**TEKS YANG DITAMPILKAN**
►
Opini  

Apakah Gaji Lurah Tak Cukup Hingga Mencuri?

Oleh: Riski Ikra
Ketua Umum HPMB Malut

______________________________

APAKAH gaji lurah tak cukup hingga mencuri? Pertanyaan ini muncul bukan tanpa alasan. Bahkan bukan hanya dana desa yang digerogoti, tapi juga fasilitas publik digunakan seakan milik pribadi. Fenomena ini seperti asap yang perlahan menyesakkan: kita tahu ada yang salah, tapi sudah terlalu terbiasa hingga tak lagi terasa. Budaya korupsi yang dibalut jabatan seolah menjadi pakaian resmi para pejabat publik, dan yang lebih mengkhawatirkan: kita diam.

Satu Kasus, Cermin Seribu Wajah

Belakangan ini, penulis menyaksikan sebuah ironi di Kota Ternate: seorang lurah kedapatan mengambil handphone milik warganya sendiri. Peristiwa ini bukan hanya tentang satu orang dan satu barang, tetapi merupakan cermin yang memantulkan wajah kepemimpinan di tingkat desa. “Apakah ini potret tunggal atau representasi dari banyak lurah di seluruh Indonesia”?

Terus terang, penulis sempat tak percaya. Seorang lurah yang seharusnya menjadi teladan dan pelindung justru terjerumus dalam pencurian barang rakyat yang dipimpinnya. Bukan karena sengketa, bukan karena dendam, melainkan demi melunasi utang pribadi. Sejenak, penulis bertanya: “Apakah benar kehidupan seorang lurah sedemikian sulit hingga harus mencuri”?

Mitos “Tak Cukup Gaji”

Fakta di lapangan berbicara lain. Gaji pokok lurah di Indonesia pada tahun 2025 berkisar antara Rp2.903.600 hingga Rp4.768.800, tergantung golongan. Itu belum termasuk tunjangan keluarga, tunjangan jabatan, dan insentif dari pemerintah daerah. Di daerah-daerah tertentu seperti Jakarta, total pendapatan seorang lurah bisa mencapai Rp30 juta per bulan. Maka di sinilah letak ironi itu menampar kesadaran kita: bukan kekurangan yang melahirkan perilaku menyimpang, tetapi kerakusan, gaya hidup, atau ketidakmampuan menahan godaan.

Korupsi di Desa: Fenomena yang Mengakar

Berdasarkan data Komisi Pemberantasan Korupsi (KPK), sejak program Dana Desa dimulai tahun 2015 hingga akhir 2024, tercatat 851 kasus korupsi dana desa, dengan 973 tersangka, dan sekitar 50% di antaranya adalah kepala desa. Ini bukan sekadar pelanggaran hukum, tapi krisis etika yang merusak tatanan sosial.
◄
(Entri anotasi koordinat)
►
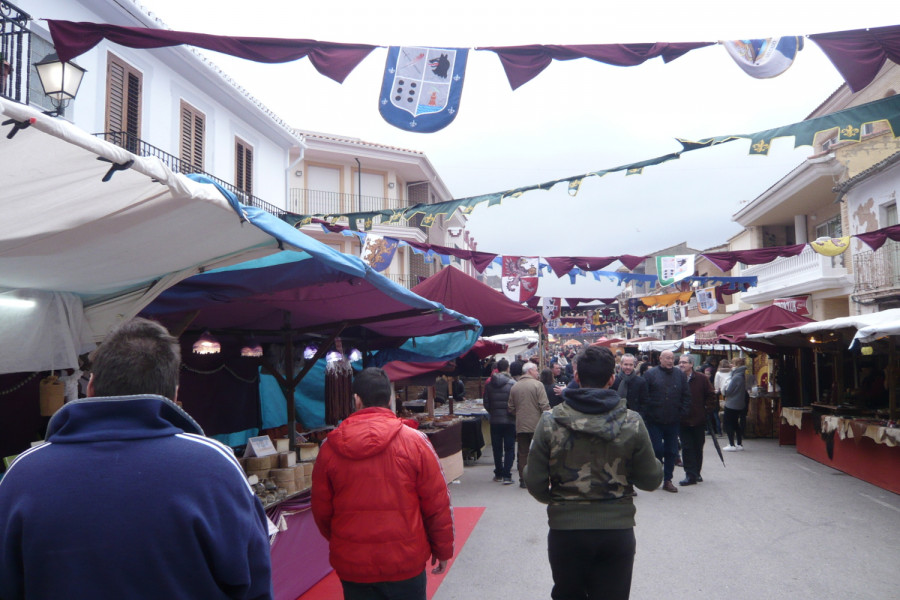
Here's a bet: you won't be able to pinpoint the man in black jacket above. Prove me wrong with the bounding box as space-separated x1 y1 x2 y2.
483 358 522 485
612 354 648 413
638 350 691 493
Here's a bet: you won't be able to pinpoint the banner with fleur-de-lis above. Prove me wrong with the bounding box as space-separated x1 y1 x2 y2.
379 46 469 133
283 94 900 230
◄
**PERSYARATAN**
a. Sebutkan semua komponen pendapatan lurah yang menurut opini tentang gaji lurah belum termasuk dalam gaji pokok.
b. Ketik ulang bagian opini tentang gaji lurah dari "APAKAH gaji lurah tak cukup hingga mencuri? Pertanyaan" sampai "mengkhawatirkan: kita diam.".
c. Tuliskan lanjutan opini tentang gaji lurah dan korupsi desa, dimulai setelah kalimat terakhir yang tercantum.
Entri-entri ini diambil dari sumber lain.

**HASIL PER TUGAS**
a. tunjangan keluarga, tunjangan jabatan, insentif dari pemerintah daerah

b.
APAKAH gaji lurah tak cukup hingga mencuri? Pertanyaan ini muncul bukan tanpa alasan. Bahkan bukan hanya dana desa yang digerogoti, tapi juga fasilitas publik digunakan seakan milik pribadi. Fenomena ini seperti asap yang perlahan menyesakkan: kita tahu ada yang salah, tapi sudah terlalu terbiasa hingga tak lagi terasa. Budaya korupsi yang dibalut jabatan seolah menjadi pakaian resmi para pejabat publik, dan yang lebih mengkhawatirkan: kita diam.

c.
Padahal, jabatan lurah adalah yang paling dekat dengan masyarakat. Ketika pemimpin di tingkat dasar menyalahgunakan kekuasaan, kerusakan yang ditimbulkan bukan hanya kerugian materi, tetapi juga kepercayaan sosial yang perlahan tergerus.

Pendekatan Agama: Amanah yang Terkhianati

Dalam Islam, kepemimpinan adalah amanah yang berat. Rasulullah SAW bersabda, “Setiap kamu adalah pemimpin, dan setiap pemimpin akan dimintai pertanggungjawaban atas yang dipimpinnya“. (HR. Bukhari dan Muslim). Maka, tindakan korupsi oleh lurah adalah pelanggaran terhadap amanah yang bersifat duniawi dan ukhrawi.

Pemimpin yang menyalahgunakan wewenang tidak hanya merusak sistem, tetapi juga mencederai moral kolektif masyarakat yang menggantungkan harapan padanya. Dalam perspektif agama, ini bukan hanya dosa sosial, tetapi juga kemunafikan moral.

Pendekatan Filsafat Politik: Kekuasaan yang Membusuk

Lord Acton pernah berkata, “Power tends to corrupt, and absolute power corrupts absolutely”. Dalam konteks desa, meskipun kekuasaan tidak absolut, lurah sering kali memiliki kontrol besar terhadap anggaran dan kebijakan. Minimnya pengawasan serta kuatnya relasi patron-klien membuat kekuasaan itu rentan disalahgunakan. Dalam diam, kekuasaan yang seharusnya melayani malah berubah menjadi alat penindasan.

Psiko-Sosiologi: Korupsi sebagai Budaya

Dalam struktur sosial desa, relasi patron-klien menjadikan lurah sebagai “bapak” yang disegani, tak tersentuh, bahkan ketika ia salah. Ketergantungan masyarakat yang tinggi membuat mereka enggan mengkritik, bahkan menormalisasi praktik korupsi. Diam menjadi bentuk kompromi terhadap kejahatan.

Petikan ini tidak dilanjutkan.